→ **What you will do**
Retype the data that follows exactly. No pictures belong in the copy.

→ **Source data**
===

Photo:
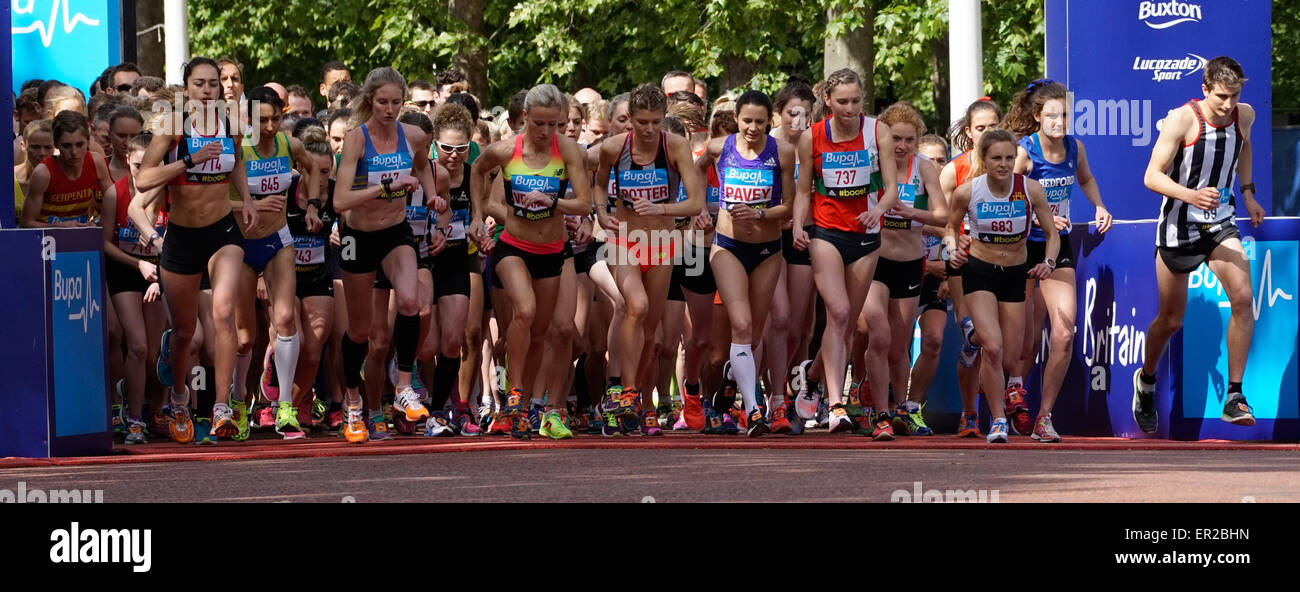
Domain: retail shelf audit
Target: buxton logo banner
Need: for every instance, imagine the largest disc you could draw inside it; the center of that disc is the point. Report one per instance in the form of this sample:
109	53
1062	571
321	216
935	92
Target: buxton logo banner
1166	14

===

→ **Solution**
Photo:
Domain: retail shelf audit
Target: buxton logo banner
Need: for every instance, imagine the largest disc you could draw inside it; the center of that disc is the point. Report one per instance in the form of this sample:
109	53
1062	571
321	216
935	92
Target: buxton logo banner
1166	14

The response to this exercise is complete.